PROBLEM DESCRIPTION
From the line that holds "Where can the chair backrest" down to the last line of the listing below, reproduce each line exactly and nothing more, omitting pictures.

┄┄┄┄┄┄┄┄┄┄┄┄┄┄┄┄┄┄┄┄

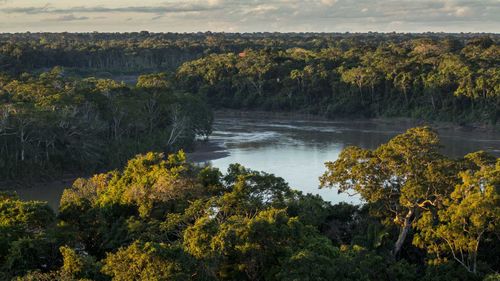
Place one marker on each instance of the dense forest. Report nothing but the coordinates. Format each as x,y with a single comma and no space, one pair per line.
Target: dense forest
51,124
149,214
446,77
425,217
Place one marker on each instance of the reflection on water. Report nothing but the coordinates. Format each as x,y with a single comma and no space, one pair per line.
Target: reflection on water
297,150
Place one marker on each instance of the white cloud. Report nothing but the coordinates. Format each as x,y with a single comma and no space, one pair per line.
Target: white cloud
251,15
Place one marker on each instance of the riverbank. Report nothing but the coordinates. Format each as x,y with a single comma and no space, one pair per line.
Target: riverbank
401,121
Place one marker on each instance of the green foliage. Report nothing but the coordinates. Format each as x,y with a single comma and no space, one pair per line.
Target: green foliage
149,261
162,218
52,124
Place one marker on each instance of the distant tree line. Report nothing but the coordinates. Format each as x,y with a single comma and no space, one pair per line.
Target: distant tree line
419,78
425,217
50,123
437,76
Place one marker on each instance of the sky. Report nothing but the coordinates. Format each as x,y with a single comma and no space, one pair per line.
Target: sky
250,15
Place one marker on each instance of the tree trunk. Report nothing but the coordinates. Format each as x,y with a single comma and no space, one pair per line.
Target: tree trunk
403,233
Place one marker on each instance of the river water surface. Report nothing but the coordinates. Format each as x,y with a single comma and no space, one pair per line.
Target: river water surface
296,148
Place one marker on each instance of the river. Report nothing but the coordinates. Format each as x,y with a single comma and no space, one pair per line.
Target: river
296,148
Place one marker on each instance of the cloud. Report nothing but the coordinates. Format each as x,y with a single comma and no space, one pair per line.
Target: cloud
68,18
160,9
258,15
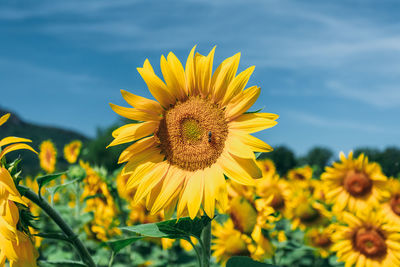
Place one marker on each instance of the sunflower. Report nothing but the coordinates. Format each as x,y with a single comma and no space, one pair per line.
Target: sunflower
72,150
355,184
276,187
367,239
197,132
100,202
321,239
300,174
229,242
391,207
304,211
267,167
47,156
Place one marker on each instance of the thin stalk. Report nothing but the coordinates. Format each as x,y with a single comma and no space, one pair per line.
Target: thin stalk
196,250
206,238
55,216
111,259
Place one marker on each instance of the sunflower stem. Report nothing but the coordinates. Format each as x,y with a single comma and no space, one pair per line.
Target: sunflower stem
55,216
206,240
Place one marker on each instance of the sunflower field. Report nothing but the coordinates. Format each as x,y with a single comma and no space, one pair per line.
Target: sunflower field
193,188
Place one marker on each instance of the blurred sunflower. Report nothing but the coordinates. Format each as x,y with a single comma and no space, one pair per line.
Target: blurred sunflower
47,156
321,239
196,132
279,189
391,207
368,239
267,167
304,211
355,184
228,242
72,150
300,174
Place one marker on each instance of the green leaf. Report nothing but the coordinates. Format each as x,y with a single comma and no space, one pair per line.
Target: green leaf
43,180
182,228
64,263
117,245
240,261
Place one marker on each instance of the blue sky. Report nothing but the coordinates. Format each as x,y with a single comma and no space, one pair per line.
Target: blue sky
330,69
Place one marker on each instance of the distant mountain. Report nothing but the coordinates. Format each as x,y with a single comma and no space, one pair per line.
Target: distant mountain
15,126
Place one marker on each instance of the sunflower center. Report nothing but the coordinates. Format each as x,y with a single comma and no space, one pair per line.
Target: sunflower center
370,242
395,204
192,134
357,184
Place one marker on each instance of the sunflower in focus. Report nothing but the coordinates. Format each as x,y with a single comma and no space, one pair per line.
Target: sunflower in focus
355,184
195,133
47,156
391,207
267,167
72,150
367,239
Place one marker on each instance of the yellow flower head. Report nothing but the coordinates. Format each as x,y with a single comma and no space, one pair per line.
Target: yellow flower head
12,143
300,174
194,133
267,167
320,238
72,150
47,156
304,211
367,239
19,253
354,184
276,187
99,201
391,205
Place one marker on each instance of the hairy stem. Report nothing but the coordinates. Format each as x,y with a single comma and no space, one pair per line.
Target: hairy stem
55,216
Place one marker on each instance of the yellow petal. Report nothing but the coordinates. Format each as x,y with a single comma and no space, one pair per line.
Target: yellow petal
173,182
237,85
253,122
190,72
156,87
194,192
135,114
142,102
14,147
133,132
4,118
236,147
149,181
173,83
226,74
238,169
242,102
136,148
11,139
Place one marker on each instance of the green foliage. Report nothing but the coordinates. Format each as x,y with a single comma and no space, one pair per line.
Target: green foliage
43,180
241,261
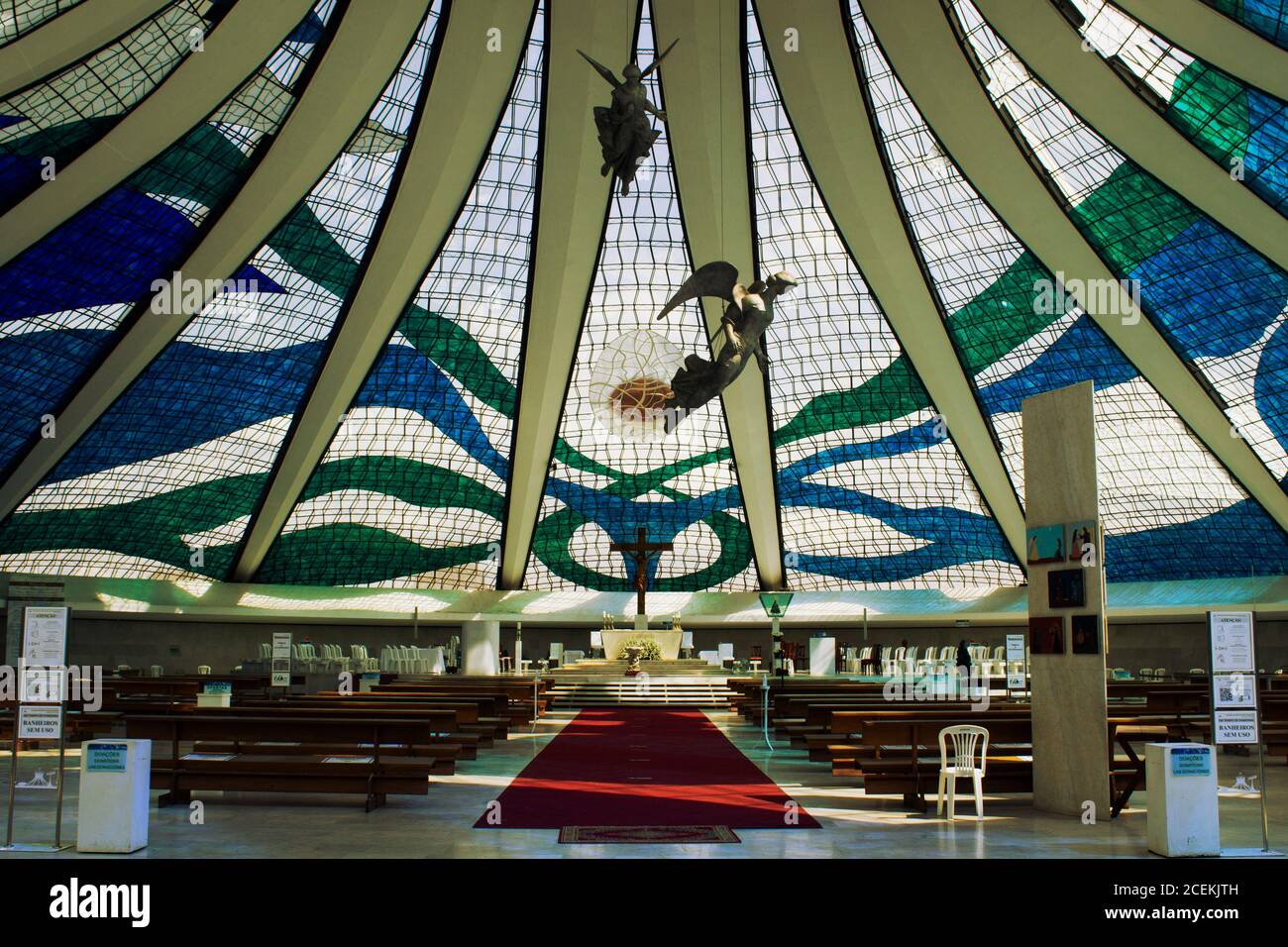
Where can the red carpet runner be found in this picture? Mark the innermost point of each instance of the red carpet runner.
(622, 767)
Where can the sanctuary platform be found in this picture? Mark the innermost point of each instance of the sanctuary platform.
(683, 682)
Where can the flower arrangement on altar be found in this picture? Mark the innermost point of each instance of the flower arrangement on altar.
(647, 647)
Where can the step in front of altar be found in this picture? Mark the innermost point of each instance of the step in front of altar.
(640, 692)
(678, 668)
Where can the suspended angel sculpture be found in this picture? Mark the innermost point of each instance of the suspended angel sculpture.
(750, 311)
(625, 132)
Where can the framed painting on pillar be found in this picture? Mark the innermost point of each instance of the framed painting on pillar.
(1043, 544)
(1046, 635)
(1085, 634)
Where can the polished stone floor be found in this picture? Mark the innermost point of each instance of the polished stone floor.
(439, 826)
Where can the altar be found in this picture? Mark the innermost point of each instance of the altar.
(668, 639)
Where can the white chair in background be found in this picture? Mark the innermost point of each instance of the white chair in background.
(437, 660)
(965, 738)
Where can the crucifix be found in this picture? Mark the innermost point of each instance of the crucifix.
(640, 551)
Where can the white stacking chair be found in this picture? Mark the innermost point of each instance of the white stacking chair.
(965, 738)
(437, 660)
(910, 660)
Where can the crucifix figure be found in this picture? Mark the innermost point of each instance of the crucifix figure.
(640, 551)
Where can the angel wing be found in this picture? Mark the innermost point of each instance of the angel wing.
(601, 69)
(712, 279)
(658, 60)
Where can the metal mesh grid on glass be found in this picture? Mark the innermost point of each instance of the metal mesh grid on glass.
(166, 479)
(1240, 128)
(603, 484)
(1267, 18)
(1154, 474)
(67, 292)
(1219, 303)
(20, 17)
(46, 127)
(872, 491)
(411, 489)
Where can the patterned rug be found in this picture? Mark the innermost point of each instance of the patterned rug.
(645, 835)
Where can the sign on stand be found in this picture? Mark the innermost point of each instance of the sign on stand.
(1235, 709)
(40, 722)
(40, 711)
(1017, 681)
(281, 672)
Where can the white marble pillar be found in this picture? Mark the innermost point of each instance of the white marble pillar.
(1070, 733)
(481, 647)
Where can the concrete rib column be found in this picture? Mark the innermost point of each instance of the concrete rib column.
(706, 125)
(571, 213)
(356, 67)
(925, 53)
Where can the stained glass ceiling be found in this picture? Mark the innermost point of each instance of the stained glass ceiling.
(185, 471)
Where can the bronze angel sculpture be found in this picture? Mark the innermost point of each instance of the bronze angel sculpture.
(626, 134)
(750, 311)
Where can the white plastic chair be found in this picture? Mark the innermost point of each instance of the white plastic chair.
(966, 738)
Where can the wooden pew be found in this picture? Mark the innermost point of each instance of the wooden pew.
(911, 775)
(373, 777)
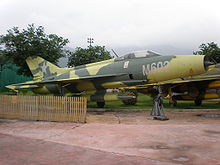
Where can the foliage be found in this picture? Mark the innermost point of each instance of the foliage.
(88, 55)
(210, 49)
(18, 45)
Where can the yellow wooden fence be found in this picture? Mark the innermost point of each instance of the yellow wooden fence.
(47, 108)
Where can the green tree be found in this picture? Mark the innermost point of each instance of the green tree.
(210, 49)
(20, 44)
(88, 55)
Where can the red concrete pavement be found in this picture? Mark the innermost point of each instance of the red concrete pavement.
(25, 151)
(171, 143)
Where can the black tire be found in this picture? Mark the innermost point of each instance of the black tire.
(198, 102)
(132, 101)
(100, 104)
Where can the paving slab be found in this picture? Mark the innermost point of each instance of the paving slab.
(25, 151)
(152, 142)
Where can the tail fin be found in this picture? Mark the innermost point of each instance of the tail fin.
(41, 69)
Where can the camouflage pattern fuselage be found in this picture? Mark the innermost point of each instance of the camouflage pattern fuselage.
(93, 79)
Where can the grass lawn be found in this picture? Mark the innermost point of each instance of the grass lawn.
(145, 102)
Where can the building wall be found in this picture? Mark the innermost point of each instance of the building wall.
(9, 76)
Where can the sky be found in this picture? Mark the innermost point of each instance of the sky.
(164, 26)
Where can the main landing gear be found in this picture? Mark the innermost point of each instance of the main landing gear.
(157, 112)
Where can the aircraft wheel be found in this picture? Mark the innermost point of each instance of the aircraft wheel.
(132, 101)
(100, 104)
(198, 102)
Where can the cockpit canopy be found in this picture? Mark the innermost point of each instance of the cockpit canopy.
(138, 54)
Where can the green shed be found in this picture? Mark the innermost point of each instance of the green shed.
(9, 76)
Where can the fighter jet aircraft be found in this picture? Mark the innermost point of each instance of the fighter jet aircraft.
(196, 88)
(92, 80)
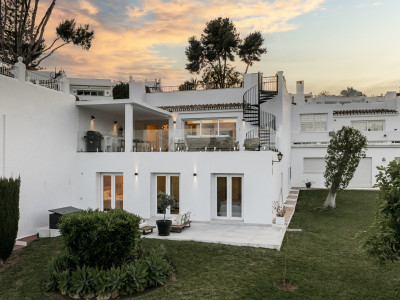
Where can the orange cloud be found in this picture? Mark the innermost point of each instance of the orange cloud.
(126, 34)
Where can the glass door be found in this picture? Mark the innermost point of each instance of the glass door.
(228, 197)
(112, 188)
(169, 184)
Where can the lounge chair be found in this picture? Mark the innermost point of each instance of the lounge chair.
(181, 221)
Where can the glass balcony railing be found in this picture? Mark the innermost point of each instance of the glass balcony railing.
(171, 140)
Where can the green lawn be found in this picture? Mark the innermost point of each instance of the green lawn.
(324, 260)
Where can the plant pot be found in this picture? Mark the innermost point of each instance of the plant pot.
(164, 227)
(280, 220)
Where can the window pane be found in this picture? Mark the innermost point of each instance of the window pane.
(227, 127)
(161, 187)
(106, 192)
(119, 192)
(237, 197)
(174, 184)
(192, 128)
(222, 197)
(209, 127)
(375, 125)
(359, 125)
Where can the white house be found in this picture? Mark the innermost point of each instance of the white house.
(215, 150)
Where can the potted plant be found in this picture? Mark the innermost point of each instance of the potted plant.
(163, 202)
(308, 184)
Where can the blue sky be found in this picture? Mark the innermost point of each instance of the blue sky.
(330, 44)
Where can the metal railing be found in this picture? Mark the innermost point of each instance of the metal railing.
(270, 83)
(43, 80)
(183, 87)
(6, 69)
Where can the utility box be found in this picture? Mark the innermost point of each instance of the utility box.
(56, 214)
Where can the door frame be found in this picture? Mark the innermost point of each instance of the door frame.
(214, 203)
(167, 190)
(112, 174)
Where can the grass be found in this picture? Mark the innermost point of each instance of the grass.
(324, 261)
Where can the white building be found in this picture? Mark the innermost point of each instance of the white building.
(214, 150)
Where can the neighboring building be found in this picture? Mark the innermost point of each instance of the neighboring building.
(214, 150)
(316, 119)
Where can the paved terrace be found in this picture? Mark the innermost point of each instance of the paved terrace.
(235, 234)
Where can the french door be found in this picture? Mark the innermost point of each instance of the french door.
(228, 202)
(112, 188)
(168, 184)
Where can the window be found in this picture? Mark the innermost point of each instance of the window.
(372, 125)
(211, 127)
(314, 165)
(314, 122)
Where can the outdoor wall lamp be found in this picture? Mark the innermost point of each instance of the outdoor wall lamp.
(280, 155)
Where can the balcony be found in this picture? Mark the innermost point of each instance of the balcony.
(165, 140)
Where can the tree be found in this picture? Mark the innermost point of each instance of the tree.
(121, 91)
(344, 152)
(189, 85)
(21, 34)
(382, 239)
(251, 49)
(218, 46)
(350, 92)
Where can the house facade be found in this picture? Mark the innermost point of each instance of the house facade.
(215, 150)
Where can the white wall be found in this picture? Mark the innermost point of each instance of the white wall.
(40, 146)
(259, 184)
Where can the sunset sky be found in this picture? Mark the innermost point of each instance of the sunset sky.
(330, 44)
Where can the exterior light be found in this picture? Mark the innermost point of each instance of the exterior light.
(280, 155)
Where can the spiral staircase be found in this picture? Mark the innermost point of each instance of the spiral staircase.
(264, 122)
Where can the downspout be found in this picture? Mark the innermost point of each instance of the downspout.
(4, 146)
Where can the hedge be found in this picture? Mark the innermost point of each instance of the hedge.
(9, 215)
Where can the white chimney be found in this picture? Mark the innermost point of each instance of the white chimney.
(300, 87)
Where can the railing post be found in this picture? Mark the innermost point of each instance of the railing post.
(20, 70)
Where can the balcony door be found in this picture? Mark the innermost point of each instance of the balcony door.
(169, 184)
(228, 197)
(112, 191)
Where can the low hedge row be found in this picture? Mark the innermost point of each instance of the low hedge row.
(104, 257)
(85, 282)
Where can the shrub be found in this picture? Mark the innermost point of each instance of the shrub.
(9, 215)
(87, 282)
(97, 238)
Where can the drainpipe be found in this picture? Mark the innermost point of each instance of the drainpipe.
(4, 145)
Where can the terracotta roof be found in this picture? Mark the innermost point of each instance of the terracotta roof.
(219, 106)
(364, 112)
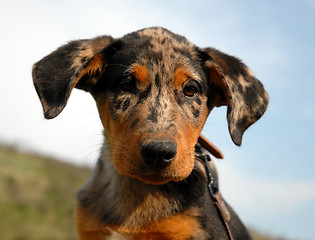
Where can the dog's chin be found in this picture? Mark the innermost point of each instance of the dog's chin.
(156, 179)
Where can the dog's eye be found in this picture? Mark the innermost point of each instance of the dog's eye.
(127, 84)
(191, 89)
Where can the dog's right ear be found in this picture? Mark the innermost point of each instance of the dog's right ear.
(75, 64)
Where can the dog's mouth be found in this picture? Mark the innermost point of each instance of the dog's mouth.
(153, 179)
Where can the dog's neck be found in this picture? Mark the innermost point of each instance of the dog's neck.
(123, 200)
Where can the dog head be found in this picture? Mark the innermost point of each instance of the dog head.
(154, 90)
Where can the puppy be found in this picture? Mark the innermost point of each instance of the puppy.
(154, 91)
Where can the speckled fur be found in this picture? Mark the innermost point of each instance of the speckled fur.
(150, 85)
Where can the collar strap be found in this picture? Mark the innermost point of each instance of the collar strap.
(213, 188)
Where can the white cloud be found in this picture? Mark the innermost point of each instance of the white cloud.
(264, 197)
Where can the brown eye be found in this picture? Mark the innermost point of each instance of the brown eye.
(191, 89)
(128, 84)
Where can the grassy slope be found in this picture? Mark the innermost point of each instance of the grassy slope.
(37, 197)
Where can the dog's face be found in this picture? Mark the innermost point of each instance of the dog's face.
(154, 90)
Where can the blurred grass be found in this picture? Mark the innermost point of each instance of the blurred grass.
(37, 197)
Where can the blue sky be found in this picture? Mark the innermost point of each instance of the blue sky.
(270, 179)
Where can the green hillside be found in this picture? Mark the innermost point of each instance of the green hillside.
(37, 196)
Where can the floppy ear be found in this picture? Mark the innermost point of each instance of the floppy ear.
(72, 65)
(233, 84)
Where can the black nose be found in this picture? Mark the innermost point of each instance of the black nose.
(158, 154)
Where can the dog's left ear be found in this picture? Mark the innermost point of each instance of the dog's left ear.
(233, 84)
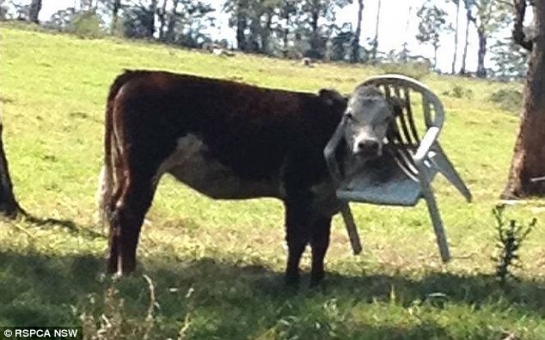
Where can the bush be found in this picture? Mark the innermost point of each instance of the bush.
(459, 91)
(508, 99)
(511, 235)
(86, 25)
(414, 69)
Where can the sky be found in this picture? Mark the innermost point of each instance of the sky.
(393, 30)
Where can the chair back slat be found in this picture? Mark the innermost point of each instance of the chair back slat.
(408, 106)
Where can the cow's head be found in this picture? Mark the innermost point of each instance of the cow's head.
(367, 118)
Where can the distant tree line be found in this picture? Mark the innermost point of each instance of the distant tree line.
(298, 28)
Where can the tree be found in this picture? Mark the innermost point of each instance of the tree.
(116, 6)
(432, 24)
(510, 60)
(9, 207)
(527, 173)
(487, 16)
(355, 51)
(374, 47)
(34, 12)
(469, 15)
(456, 33)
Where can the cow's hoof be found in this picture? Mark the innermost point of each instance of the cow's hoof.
(316, 280)
(292, 281)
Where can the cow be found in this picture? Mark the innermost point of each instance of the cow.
(229, 140)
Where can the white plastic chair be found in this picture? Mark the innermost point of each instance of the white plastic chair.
(412, 158)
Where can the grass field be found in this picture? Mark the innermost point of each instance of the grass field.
(215, 268)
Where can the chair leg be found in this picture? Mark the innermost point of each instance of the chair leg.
(436, 221)
(351, 228)
(445, 166)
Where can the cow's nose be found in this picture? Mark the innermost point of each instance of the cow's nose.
(368, 146)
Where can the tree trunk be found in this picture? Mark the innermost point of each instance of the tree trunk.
(377, 24)
(527, 173)
(169, 36)
(115, 15)
(315, 37)
(456, 34)
(163, 21)
(9, 206)
(242, 24)
(266, 33)
(466, 42)
(285, 50)
(34, 12)
(355, 53)
(481, 70)
(151, 23)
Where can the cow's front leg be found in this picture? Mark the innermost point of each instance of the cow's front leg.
(297, 236)
(321, 229)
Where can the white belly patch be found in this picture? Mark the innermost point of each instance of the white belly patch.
(191, 164)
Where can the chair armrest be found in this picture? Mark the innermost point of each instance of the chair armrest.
(425, 145)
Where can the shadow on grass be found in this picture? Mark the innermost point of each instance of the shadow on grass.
(37, 289)
(69, 225)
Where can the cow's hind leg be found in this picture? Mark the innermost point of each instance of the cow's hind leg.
(129, 209)
(297, 237)
(321, 229)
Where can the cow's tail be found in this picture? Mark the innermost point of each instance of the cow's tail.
(107, 176)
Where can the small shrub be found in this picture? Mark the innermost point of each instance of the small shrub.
(459, 91)
(416, 70)
(507, 99)
(510, 237)
(86, 25)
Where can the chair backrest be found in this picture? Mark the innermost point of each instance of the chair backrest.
(410, 125)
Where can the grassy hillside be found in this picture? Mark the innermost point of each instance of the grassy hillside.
(216, 267)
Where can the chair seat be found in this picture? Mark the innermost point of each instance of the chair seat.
(383, 184)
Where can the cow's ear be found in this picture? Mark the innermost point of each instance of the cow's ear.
(397, 105)
(332, 97)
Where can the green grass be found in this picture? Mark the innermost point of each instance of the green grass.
(215, 266)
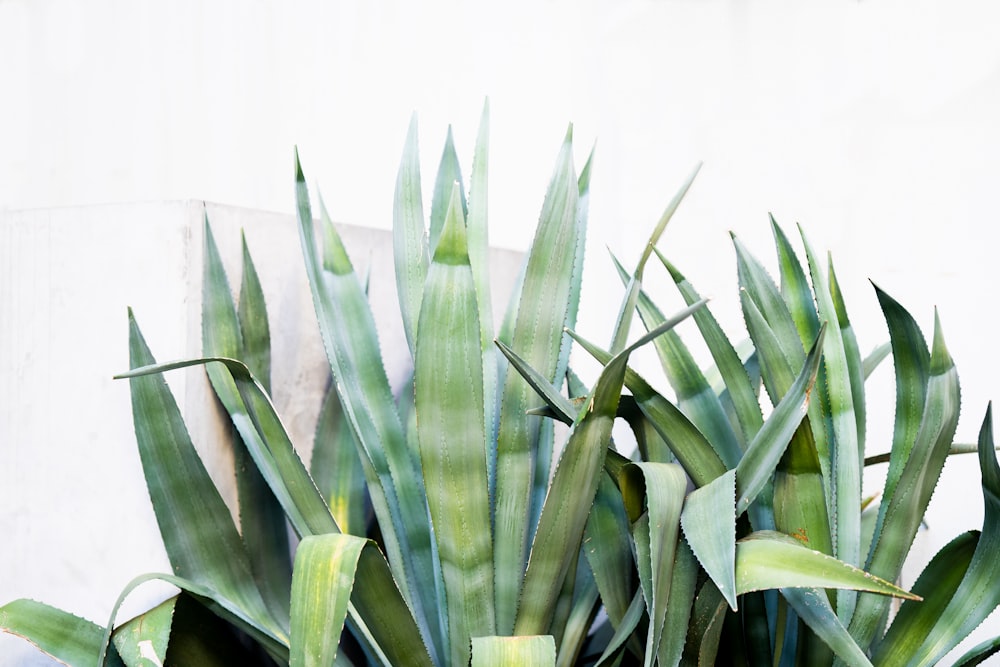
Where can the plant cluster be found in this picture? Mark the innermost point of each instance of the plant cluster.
(446, 526)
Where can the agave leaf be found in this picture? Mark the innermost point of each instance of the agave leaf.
(764, 453)
(337, 469)
(380, 598)
(936, 585)
(813, 607)
(69, 639)
(409, 235)
(768, 559)
(708, 615)
(449, 402)
(795, 286)
(349, 336)
(695, 397)
(799, 499)
(662, 485)
(146, 637)
(623, 631)
(902, 512)
(198, 532)
(606, 545)
(449, 173)
(199, 637)
(732, 370)
(325, 574)
(855, 364)
(571, 493)
(275, 643)
(709, 522)
(978, 594)
(692, 450)
(679, 605)
(911, 360)
(537, 336)
(567, 505)
(581, 617)
(661, 224)
(243, 334)
(846, 453)
(537, 650)
(875, 358)
(562, 408)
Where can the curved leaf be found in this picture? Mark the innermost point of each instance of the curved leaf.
(449, 402)
(67, 638)
(324, 576)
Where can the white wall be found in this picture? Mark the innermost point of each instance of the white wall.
(872, 122)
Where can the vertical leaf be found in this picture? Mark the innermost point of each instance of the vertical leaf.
(448, 394)
(409, 235)
(67, 638)
(351, 342)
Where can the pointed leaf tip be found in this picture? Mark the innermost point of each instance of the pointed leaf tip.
(452, 247)
(941, 359)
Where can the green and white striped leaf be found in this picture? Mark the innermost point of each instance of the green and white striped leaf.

┄┄┄┄┄┄┄┄┄┄┄┄┄┄┄┄┄┄┄┄

ANSWER IN FULL
Where can the chair backrest be found in this picture? Mark the innermost point of each instance of the chair backrest.
(410, 125)
Where can the grassy hillside be found in this picture? Mark the innermost point of each instance of the grassy hillside.
(216, 267)
Where can the chair seat be found in this picture? Mark the innermost point of each instance of the chair seat.
(383, 184)
Where can the cow's ear be found in this picture? Mark the innermost point of each instance of the cow's ear.
(397, 105)
(332, 97)
Where can the green grass be found in this picture? Mark the innermost point of each instance of the green grass.
(215, 266)
Where can the plant cluster be found in this picture? Mark the innermost point of each instance of the plant cluster.
(446, 526)
Where can the agave leaf be found in this picture? Mark the innermost point of each instance of the agave leaf.
(764, 453)
(337, 469)
(380, 598)
(936, 585)
(813, 607)
(69, 639)
(409, 235)
(768, 559)
(708, 615)
(449, 402)
(795, 286)
(349, 336)
(695, 397)
(799, 499)
(662, 485)
(146, 637)
(623, 631)
(902, 512)
(198, 532)
(606, 545)
(449, 173)
(199, 637)
(732, 370)
(325, 574)
(855, 364)
(571, 493)
(275, 643)
(709, 522)
(978, 594)
(692, 450)
(679, 605)
(911, 360)
(537, 336)
(567, 505)
(581, 617)
(661, 224)
(243, 334)
(846, 453)
(537, 650)
(875, 358)
(562, 408)
Where can the curved leaf be found in this picture? Mark the innermost point of each instance of the curved leaf.
(449, 402)
(67, 638)
(324, 576)
Where can the white wall be found in this picture? Mark the innermost point of each instance of the white wall.
(872, 122)
Where can the vertical leaf be found in this picture? Mark the innermost point of each instance of the vertical leaf.
(448, 394)
(409, 235)
(67, 638)
(351, 342)
Where can the pointed leaf tip be found in this picture? Mark the innermost point of each instance of the pointed leaf tip.
(452, 247)
(941, 359)
Where can the green and white striped leaf be found in this picture? Mark the innermost point of each instance of the green and white striped leaf.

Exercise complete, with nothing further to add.